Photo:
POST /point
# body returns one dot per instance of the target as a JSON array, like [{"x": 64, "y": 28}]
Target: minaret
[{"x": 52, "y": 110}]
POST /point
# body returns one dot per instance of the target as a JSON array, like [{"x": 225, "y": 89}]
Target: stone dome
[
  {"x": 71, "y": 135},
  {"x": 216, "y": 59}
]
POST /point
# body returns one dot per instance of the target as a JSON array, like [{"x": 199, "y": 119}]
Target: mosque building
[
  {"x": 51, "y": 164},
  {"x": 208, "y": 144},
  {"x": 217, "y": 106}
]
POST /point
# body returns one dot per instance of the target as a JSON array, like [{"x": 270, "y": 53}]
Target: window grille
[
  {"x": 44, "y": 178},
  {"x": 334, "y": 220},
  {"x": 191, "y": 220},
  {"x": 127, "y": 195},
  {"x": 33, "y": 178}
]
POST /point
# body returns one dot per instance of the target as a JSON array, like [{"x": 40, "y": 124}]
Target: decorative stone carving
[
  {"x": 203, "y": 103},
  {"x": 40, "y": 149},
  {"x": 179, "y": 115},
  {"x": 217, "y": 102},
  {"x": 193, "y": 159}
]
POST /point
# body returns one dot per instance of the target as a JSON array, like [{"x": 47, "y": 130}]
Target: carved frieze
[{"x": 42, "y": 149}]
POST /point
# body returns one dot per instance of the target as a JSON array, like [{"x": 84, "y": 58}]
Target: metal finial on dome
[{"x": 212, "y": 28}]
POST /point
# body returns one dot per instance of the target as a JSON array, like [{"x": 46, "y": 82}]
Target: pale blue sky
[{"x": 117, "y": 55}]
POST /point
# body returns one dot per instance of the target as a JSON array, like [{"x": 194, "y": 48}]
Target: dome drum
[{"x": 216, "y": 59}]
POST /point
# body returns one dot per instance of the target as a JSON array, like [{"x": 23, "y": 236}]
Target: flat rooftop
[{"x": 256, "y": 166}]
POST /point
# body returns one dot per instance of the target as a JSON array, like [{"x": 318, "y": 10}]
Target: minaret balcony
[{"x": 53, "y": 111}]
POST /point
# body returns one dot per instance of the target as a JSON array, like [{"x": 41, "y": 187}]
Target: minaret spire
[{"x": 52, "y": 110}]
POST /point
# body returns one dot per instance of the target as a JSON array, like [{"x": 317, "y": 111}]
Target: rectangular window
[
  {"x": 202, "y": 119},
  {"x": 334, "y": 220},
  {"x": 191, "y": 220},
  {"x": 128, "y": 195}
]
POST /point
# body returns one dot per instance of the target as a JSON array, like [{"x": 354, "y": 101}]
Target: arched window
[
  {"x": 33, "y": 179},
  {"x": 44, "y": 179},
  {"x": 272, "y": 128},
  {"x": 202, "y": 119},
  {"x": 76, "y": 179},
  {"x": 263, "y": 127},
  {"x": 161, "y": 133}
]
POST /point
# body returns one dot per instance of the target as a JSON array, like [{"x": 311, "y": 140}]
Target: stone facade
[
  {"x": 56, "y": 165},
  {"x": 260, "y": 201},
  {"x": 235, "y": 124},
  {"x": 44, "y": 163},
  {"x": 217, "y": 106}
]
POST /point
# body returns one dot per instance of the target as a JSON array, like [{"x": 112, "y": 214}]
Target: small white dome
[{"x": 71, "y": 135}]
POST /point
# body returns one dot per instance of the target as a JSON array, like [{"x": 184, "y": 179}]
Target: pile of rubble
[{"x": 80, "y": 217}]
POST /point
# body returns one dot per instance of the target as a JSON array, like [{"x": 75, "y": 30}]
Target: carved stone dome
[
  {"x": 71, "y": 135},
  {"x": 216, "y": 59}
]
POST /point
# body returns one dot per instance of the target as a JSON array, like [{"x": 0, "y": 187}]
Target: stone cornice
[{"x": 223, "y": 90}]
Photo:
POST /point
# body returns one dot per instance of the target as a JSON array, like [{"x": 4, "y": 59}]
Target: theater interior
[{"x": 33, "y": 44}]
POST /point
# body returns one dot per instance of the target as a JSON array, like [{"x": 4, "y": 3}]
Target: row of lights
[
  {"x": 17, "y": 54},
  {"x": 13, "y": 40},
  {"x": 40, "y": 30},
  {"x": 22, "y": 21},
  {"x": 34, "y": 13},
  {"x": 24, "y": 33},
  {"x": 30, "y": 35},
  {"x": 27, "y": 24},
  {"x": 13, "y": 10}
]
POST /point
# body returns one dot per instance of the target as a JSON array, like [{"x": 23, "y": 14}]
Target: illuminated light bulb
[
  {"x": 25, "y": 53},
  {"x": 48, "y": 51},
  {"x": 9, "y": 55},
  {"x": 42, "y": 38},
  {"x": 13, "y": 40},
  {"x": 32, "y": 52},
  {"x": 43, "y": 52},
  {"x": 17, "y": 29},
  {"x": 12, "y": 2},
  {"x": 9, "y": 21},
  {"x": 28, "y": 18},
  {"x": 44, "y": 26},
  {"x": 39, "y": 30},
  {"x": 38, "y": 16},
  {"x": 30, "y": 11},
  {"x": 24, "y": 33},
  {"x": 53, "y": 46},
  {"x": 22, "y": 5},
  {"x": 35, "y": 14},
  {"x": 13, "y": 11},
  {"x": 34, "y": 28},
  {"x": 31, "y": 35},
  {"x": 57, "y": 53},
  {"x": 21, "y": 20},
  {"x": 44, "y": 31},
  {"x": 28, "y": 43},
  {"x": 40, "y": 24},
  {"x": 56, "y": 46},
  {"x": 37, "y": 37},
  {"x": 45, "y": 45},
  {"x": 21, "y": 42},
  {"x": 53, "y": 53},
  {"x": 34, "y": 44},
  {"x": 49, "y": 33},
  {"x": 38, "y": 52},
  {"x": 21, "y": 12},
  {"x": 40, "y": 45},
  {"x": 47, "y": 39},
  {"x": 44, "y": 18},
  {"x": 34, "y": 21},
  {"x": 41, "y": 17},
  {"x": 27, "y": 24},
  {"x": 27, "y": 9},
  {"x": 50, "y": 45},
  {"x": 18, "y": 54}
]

+-------+

→ **THE EXERCISE**: Quote all of the entries verbatim.

→ **CORRECT ANSWER**:
Photo:
POST /point
# body returns one dot per instance of the target as a JSON array, like [{"x": 64, "y": 28}]
Target: minaret
[{"x": 52, "y": 110}]
POST /point
# body returns one dot per instance of the target as a JSON array, like [{"x": 225, "y": 89}]
Target: stone dome
[
  {"x": 71, "y": 135},
  {"x": 216, "y": 59}
]
POST /point
# body returns one dot per instance of the target as a JSON array, like [{"x": 199, "y": 119}]
Target: mosque building
[
  {"x": 51, "y": 164},
  {"x": 208, "y": 144},
  {"x": 217, "y": 106}
]
POST /point
# body returns one dot per instance of the target as a JSON array, like [{"x": 270, "y": 53}]
Target: window grille
[
  {"x": 44, "y": 178},
  {"x": 334, "y": 220},
  {"x": 191, "y": 220},
  {"x": 127, "y": 195},
  {"x": 33, "y": 178}
]
POST /point
# body returns one dot per instance of the target as a JSON array, like [{"x": 40, "y": 124}]
Target: decorative stone carving
[
  {"x": 203, "y": 103},
  {"x": 40, "y": 149},
  {"x": 179, "y": 115},
  {"x": 217, "y": 102},
  {"x": 193, "y": 159}
]
POST /point
# body returns one dot per instance of the target as a JSON array, like [{"x": 47, "y": 130}]
Target: carved frieze
[{"x": 42, "y": 149}]
POST /point
# body returns one dot per instance of the target as a JSON array, like [{"x": 84, "y": 58}]
Target: metal finial on dome
[{"x": 212, "y": 28}]
POST /point
# body returns one dot per instance of the target as a JSON array, like [{"x": 46, "y": 82}]
Target: pale blue sky
[{"x": 117, "y": 55}]
POST /point
# body returns one dot per instance of the target as a JSON array, like [{"x": 194, "y": 48}]
Target: dome drum
[{"x": 216, "y": 59}]
POST /point
# body returns one dot per instance of the target as a JSON array, like [{"x": 23, "y": 236}]
Target: flat rooftop
[{"x": 256, "y": 166}]
POST /point
# body returns one dot per instance of the target as a JSON array, like [{"x": 318, "y": 10}]
Target: minaret balcony
[{"x": 53, "y": 111}]
POST /point
# body returns one dot per instance of the target as a JSON array, like [{"x": 41, "y": 187}]
Target: minaret spire
[{"x": 52, "y": 110}]
POST /point
# body returns one dot per instance of the target as a JSON array, like [{"x": 317, "y": 111}]
Target: rectangular window
[
  {"x": 202, "y": 119},
  {"x": 334, "y": 220},
  {"x": 191, "y": 220},
  {"x": 128, "y": 195}
]
POST /point
# body returns one dot per instance of the target as a JSON array, like [{"x": 354, "y": 101}]
Target: arched window
[
  {"x": 33, "y": 179},
  {"x": 44, "y": 179},
  {"x": 272, "y": 128},
  {"x": 202, "y": 119},
  {"x": 76, "y": 179},
  {"x": 263, "y": 127},
  {"x": 161, "y": 133}
]
POST /point
# body returns one dot per instance of the target as a JSON array, like [{"x": 311, "y": 140}]
Target: stone facade
[
  {"x": 56, "y": 165},
  {"x": 260, "y": 201},
  {"x": 235, "y": 124},
  {"x": 44, "y": 163},
  {"x": 217, "y": 106}
]
POST /point
# body returns one dot per instance of the target as a JSON array, like [{"x": 112, "y": 214}]
Target: small white dome
[{"x": 71, "y": 135}]
POST /point
# body returns one dot per instance of the target as a JSON array, like [{"x": 184, "y": 179}]
Target: pile of rubble
[{"x": 80, "y": 217}]
POST /point
# body returns one dot per instance of the target as a JSON array, like [{"x": 75, "y": 30}]
Target: carved stone dome
[
  {"x": 71, "y": 135},
  {"x": 216, "y": 59}
]
POST /point
# body returns one dot per instance of the target as a JSON array, like [{"x": 0, "y": 187}]
Target: stone cornice
[{"x": 223, "y": 90}]
Photo:
POST /point
# body returns one dot per instance of the target as a JSON array, like [{"x": 4, "y": 59}]
Target: theater interior
[{"x": 33, "y": 44}]
POST /point
# body returns one dot per instance of the target as a JSON array, like [{"x": 4, "y": 3}]
Target: row of lights
[
  {"x": 17, "y": 54},
  {"x": 13, "y": 40},
  {"x": 40, "y": 30},
  {"x": 22, "y": 21},
  {"x": 34, "y": 13},
  {"x": 24, "y": 33},
  {"x": 30, "y": 35},
  {"x": 27, "y": 24},
  {"x": 13, "y": 10}
]
POST /point
# body returns one dot per instance of the target as a JSON array, like [{"x": 23, "y": 14}]
Target: illuminated light bulb
[
  {"x": 25, "y": 53},
  {"x": 48, "y": 51},
  {"x": 9, "y": 55},
  {"x": 42, "y": 38},
  {"x": 13, "y": 40},
  {"x": 32, "y": 52},
  {"x": 43, "y": 52},
  {"x": 17, "y": 29},
  {"x": 12, "y": 2},
  {"x": 9, "y": 21},
  {"x": 28, "y": 18},
  {"x": 44, "y": 26},
  {"x": 39, "y": 30},
  {"x": 38, "y": 16},
  {"x": 30, "y": 11},
  {"x": 24, "y": 33},
  {"x": 53, "y": 46},
  {"x": 22, "y": 5},
  {"x": 35, "y": 14},
  {"x": 13, "y": 11},
  {"x": 34, "y": 28},
  {"x": 31, "y": 35},
  {"x": 57, "y": 53},
  {"x": 21, "y": 20},
  {"x": 44, "y": 31},
  {"x": 28, "y": 43},
  {"x": 40, "y": 24},
  {"x": 56, "y": 46},
  {"x": 37, "y": 37},
  {"x": 45, "y": 45},
  {"x": 21, "y": 42},
  {"x": 53, "y": 53},
  {"x": 34, "y": 44},
  {"x": 49, "y": 33},
  {"x": 38, "y": 52},
  {"x": 21, "y": 12},
  {"x": 40, "y": 45},
  {"x": 47, "y": 39},
  {"x": 44, "y": 18},
  {"x": 34, "y": 21},
  {"x": 41, "y": 17},
  {"x": 27, "y": 24},
  {"x": 27, "y": 9},
  {"x": 50, "y": 45},
  {"x": 18, "y": 54}
]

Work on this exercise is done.